Records drawn from a data source:
--- begin ---
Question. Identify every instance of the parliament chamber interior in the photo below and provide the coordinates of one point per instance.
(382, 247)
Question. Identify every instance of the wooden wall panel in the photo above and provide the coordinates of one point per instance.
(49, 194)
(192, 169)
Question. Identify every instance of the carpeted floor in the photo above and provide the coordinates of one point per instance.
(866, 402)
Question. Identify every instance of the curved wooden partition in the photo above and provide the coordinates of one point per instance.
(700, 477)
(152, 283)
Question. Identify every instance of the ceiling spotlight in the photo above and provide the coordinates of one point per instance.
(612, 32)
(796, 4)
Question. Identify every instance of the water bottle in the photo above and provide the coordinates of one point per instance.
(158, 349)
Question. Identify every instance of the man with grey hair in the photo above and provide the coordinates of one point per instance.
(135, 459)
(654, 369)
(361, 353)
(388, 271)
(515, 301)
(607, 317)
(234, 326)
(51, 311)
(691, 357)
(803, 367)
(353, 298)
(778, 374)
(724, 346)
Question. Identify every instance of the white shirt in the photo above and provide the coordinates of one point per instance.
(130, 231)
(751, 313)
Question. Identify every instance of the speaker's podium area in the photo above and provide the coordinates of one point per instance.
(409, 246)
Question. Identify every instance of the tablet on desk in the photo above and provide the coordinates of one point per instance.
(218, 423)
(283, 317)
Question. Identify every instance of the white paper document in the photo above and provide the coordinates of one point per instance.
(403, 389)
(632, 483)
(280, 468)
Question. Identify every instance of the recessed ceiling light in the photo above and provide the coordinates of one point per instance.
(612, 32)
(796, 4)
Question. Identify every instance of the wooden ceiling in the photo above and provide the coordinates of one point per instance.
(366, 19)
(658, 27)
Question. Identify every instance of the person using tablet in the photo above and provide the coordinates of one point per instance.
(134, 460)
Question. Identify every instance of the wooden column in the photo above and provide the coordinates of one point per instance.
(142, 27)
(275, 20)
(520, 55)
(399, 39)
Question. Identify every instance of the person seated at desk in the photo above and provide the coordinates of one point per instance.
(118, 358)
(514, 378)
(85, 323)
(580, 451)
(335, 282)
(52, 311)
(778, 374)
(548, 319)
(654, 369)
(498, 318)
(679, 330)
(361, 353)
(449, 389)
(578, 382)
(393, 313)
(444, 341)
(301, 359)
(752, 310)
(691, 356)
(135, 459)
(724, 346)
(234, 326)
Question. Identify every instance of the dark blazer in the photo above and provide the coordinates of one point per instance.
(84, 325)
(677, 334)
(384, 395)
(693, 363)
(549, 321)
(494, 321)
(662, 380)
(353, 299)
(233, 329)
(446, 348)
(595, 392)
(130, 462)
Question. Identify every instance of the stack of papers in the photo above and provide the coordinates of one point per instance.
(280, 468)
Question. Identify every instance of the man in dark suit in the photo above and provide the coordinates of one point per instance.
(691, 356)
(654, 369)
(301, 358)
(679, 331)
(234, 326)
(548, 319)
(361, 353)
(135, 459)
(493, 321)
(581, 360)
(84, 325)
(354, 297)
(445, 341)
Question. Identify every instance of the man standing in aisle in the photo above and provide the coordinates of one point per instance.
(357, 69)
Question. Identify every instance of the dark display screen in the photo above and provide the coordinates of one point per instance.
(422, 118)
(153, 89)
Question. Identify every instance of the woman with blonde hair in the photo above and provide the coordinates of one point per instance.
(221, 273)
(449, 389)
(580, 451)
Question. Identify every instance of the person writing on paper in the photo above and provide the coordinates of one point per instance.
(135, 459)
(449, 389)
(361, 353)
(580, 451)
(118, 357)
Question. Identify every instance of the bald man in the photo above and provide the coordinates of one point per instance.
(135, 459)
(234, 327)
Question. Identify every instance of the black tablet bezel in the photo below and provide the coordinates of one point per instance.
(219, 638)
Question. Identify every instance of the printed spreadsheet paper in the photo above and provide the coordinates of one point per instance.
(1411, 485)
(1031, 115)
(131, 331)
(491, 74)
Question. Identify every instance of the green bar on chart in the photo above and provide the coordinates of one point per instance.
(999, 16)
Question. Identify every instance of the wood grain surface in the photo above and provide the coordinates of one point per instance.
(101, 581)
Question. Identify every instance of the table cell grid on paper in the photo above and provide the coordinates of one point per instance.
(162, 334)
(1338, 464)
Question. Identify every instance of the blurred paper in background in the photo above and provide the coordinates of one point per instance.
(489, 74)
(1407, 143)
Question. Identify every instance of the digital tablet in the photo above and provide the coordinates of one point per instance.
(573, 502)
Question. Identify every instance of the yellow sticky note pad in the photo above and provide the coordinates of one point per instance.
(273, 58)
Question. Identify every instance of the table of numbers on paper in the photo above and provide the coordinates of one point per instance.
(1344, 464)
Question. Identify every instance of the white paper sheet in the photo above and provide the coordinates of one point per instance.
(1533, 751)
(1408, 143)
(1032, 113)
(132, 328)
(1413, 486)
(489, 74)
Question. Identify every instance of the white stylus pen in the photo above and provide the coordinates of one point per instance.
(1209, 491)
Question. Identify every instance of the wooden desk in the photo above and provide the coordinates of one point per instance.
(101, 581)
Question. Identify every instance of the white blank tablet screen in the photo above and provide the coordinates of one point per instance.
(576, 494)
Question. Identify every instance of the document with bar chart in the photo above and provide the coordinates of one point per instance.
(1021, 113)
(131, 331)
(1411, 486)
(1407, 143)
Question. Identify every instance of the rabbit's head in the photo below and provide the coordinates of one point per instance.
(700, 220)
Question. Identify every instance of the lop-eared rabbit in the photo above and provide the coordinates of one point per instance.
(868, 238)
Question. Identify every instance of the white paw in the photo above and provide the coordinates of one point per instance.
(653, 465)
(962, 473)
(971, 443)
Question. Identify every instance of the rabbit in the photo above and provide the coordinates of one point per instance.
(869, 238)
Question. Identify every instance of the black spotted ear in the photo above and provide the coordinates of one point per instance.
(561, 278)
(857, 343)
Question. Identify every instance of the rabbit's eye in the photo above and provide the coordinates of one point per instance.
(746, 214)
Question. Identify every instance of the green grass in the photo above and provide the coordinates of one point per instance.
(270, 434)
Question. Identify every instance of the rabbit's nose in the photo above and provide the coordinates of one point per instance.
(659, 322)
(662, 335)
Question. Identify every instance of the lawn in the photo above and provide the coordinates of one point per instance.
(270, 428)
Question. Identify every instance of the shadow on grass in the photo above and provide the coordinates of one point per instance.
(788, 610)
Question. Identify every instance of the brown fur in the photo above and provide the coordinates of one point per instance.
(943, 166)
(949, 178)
--- end ---
▶ **Task details**: Convert the data above into a JSON list of strings, with one string for each line and blank lines omitted.

▶ **Result for this exercise**:
[
  "Question. Identify every instance of the parliament chamber interior in the photo below and provide the coordinates of one point per instance.",
  "(382, 247)",
  "Question. Identify every instance of the wooden wall panel in the photo above and provide the coordinates of one point per instance.",
  "(49, 194)",
  "(192, 169)",
  "Question. Identify every instance of the carpeted floor in the photo above and provide the coordinates of one point per instance.",
  "(866, 402)",
  "Question. Identify every instance of the curved wooden partition in the photo above and provide the coordinates of one point per instance.",
  "(700, 477)",
  "(152, 283)",
  "Question. Identify every instance of the ceiling spotlight in the photo above and provide the coordinates of one point per instance.",
  "(612, 32)",
  "(796, 4)",
  "Question. Identify every instance of the water bottle in the photo above and provide the coordinates of one point per instance.",
  "(158, 349)",
  "Question. Identify every instance of the man with grey hair in the photo above and provide the coordinates of one point per instance.",
  "(135, 459)",
  "(654, 369)",
  "(361, 353)",
  "(388, 271)",
  "(515, 301)",
  "(607, 317)",
  "(234, 326)",
  "(51, 311)",
  "(691, 357)",
  "(803, 367)",
  "(353, 298)",
  "(778, 374)",
  "(724, 346)",
  "Question. Identify every instance of the white shirt in the photo above and provide the coordinates of one point per instance.",
  "(130, 231)",
  "(751, 313)",
  "Question. Identify every instance of the speaker's podium area in the photo above and provide the coordinates of one point per instance.",
  "(409, 246)",
  "Question. Identify every instance of the tablet on desk in the photo above and provide the coordinates of one point per instance.",
  "(218, 423)",
  "(283, 317)",
  "Question. Identify every instance of the white paper document in the photo above and provide the coordinates of one point per instance.",
  "(403, 389)",
  "(632, 483)",
  "(280, 468)",
  "Question. Identify every instance of the recessed ceiling light in the photo above and provide the coordinates of one point per instance.",
  "(612, 32)",
  "(796, 4)",
  "Question. Identify every instance of the wooden ceiling in the photo above and provide the coordinates of one point per instance.",
  "(366, 19)",
  "(658, 27)",
  "Question. Identify every instance of the person using tablet in the photo above and provide the coordinates of one point per instance.",
  "(134, 460)",
  "Question. Identify every instance of the wooden column in the photo above and provide the coordinates of one point per instance.",
  "(142, 27)",
  "(275, 20)",
  "(520, 55)",
  "(399, 39)",
  "Question. Identify every instance of the person seated at desk in the photo above and provide the coordinates of one point per instance.",
  "(118, 358)",
  "(514, 378)",
  "(85, 323)",
  "(580, 451)",
  "(335, 282)",
  "(52, 311)",
  "(778, 374)",
  "(548, 319)",
  "(654, 369)",
  "(498, 318)",
  "(679, 330)",
  "(361, 353)",
  "(449, 389)",
  "(578, 382)",
  "(393, 313)",
  "(444, 341)",
  "(301, 359)",
  "(752, 310)",
  "(691, 356)",
  "(135, 459)",
  "(724, 346)",
  "(234, 326)",
  "Question. Identify every instance of the dark blazer in the photo above and provide the coordinates of one point per instance.",
  "(84, 325)",
  "(677, 334)",
  "(384, 395)",
  "(693, 363)",
  "(549, 321)",
  "(494, 321)",
  "(662, 380)",
  "(353, 299)",
  "(233, 329)",
  "(446, 348)",
  "(595, 392)",
  "(130, 462)",
  "Question. Identify every instance of the stack of papers in the photo above and provide the coordinates of one point per instance.",
  "(280, 468)",
  "Question. Identify every instance of the man in dark suit in the photo above and provide the coordinates of one point per instance.",
  "(691, 356)",
  "(654, 369)",
  "(301, 358)",
  "(679, 331)",
  "(234, 326)",
  "(548, 319)",
  "(361, 353)",
  "(135, 459)",
  "(493, 321)",
  "(581, 360)",
  "(84, 325)",
  "(354, 297)",
  "(445, 341)",
  "Question. Identify every instance of the man standing in aisle in the photo above and provide the coordinates of one point per instance.",
  "(357, 69)",
  "Question. Identify every instance of the dark display screen in the photo above and provide the coordinates of one point per instance.",
  "(422, 118)",
  "(153, 89)",
  "Question. Identify every instance of the woman with blonde hair in the photo above and provide the coordinates of one point per instance.",
  "(221, 273)",
  "(449, 389)",
  "(580, 451)",
  "Question. Identify every instance of the person writing on paper in the photo above and provide the coordinates of one point per instance.",
  "(135, 459)",
  "(449, 389)",
  "(361, 353)",
  "(580, 451)",
  "(118, 357)",
  "Question. Identify every instance of the bald man in the photo above and provide the coordinates of one point per instance.",
  "(135, 459)",
  "(234, 327)",
  "Question. Identify every instance of the black tablet bezel in the photo below and provide the coordinates of one point per instance.",
  "(219, 638)",
  "Question. Identify every instance of the printed spreadsheet paper in the photo above and provide the coordinates of one point per instance.",
  "(1411, 485)",
  "(1031, 115)",
  "(131, 331)",
  "(491, 74)",
  "Question. Identify every instance of the green bar on chart in the photo above and provide the coordinates of one point per instance.",
  "(999, 16)",
  "Question. Identify every instance of the wood grain surface in the photo above and provide the coordinates of one point per instance.",
  "(101, 581)",
  "Question. Identify every instance of the table cell grid on paper in the photo above and provide the coordinates of one point per instance.",
  "(162, 334)",
  "(1338, 464)",
  "Question. Identify every instance of the blurred paper in background in the photo above and provide the coordinates of one point per instance.",
  "(489, 74)",
  "(1407, 143)",
  "Question. Identify every instance of the digital tablet in the photo above and provide the coordinates of one point per instance.",
  "(573, 502)",
  "Question. Identify every instance of the yellow sticky note pad in the photo above and provide the coordinates of one point per instance.",
  "(273, 58)",
  "Question. Identify every instance of the table of numbers on paper in the photo above and provide the coordinates of one point per instance.",
  "(1344, 464)",
  "Question. Identify every instance of the white paper sheet in the photo above and provide the coordinates of one point per instance.",
  "(1533, 751)",
  "(1408, 143)",
  "(1032, 113)",
  "(132, 328)",
  "(1413, 486)",
  "(489, 74)",
  "Question. Identify every instance of the white stylus pen in the photo above and provide the coordinates of one point per instance.",
  "(1209, 491)",
  "Question. Identify every instance of the wooden desk in the photo above and provide the coordinates of one point per instance.",
  "(101, 581)",
  "Question. Identify every instance of the white blank tablet screen in the photo above and provide the coordinates of one point per instance.",
  "(576, 494)",
  "Question. Identify every instance of the document with bar chart in the photo above and provide the coordinates of one point per instance.",
  "(1021, 113)",
  "(131, 331)",
  "(1411, 486)",
  "(1407, 143)",
  "Question. Identify every instance of the rabbit's head in the photo below and provide the coordinates of one point per instance.",
  "(700, 220)",
  "Question. Identify every instance of the lop-eared rabbit in the photo above and provide the coordinates of one point per instance.",
  "(868, 238)",
  "Question. Identify every instance of the white paw in the photo above and provide the coordinates of one point per instance.",
  "(653, 465)",
  "(962, 473)",
  "(971, 443)",
  "Question. Identify every instance of the rabbit in the photo above and provide the coordinates of one point per instance.",
  "(869, 238)",
  "Question. Identify every instance of the black spotted ear in the photo above and provide the coordinates of one point per instance.",
  "(561, 278)",
  "(857, 343)",
  "Question. Identify every instance of the rabbit's eye in the photo above and provide the coordinates of one point per instance.",
  "(746, 214)",
  "Question. Identify every instance of the green grass in the photo above and provide the coordinates of one point per instance.",
  "(270, 434)",
  "Question. Identify every instance of the rabbit's nose in the photo above and provide the coordinates of one point per instance.",
  "(659, 322)",
  "(662, 335)",
  "Question. Identify every instance of the lawn in the photo above and provide the coordinates of one point per instance.",
  "(270, 428)",
  "Question. Identify every instance of the shadow on grass in the photo above and provide the coordinates of one point per instance.",
  "(788, 610)",
  "Question. Identify every instance of the brown fur in the photo above and provide the coordinates of one point per instance.",
  "(943, 166)",
  "(949, 178)"
]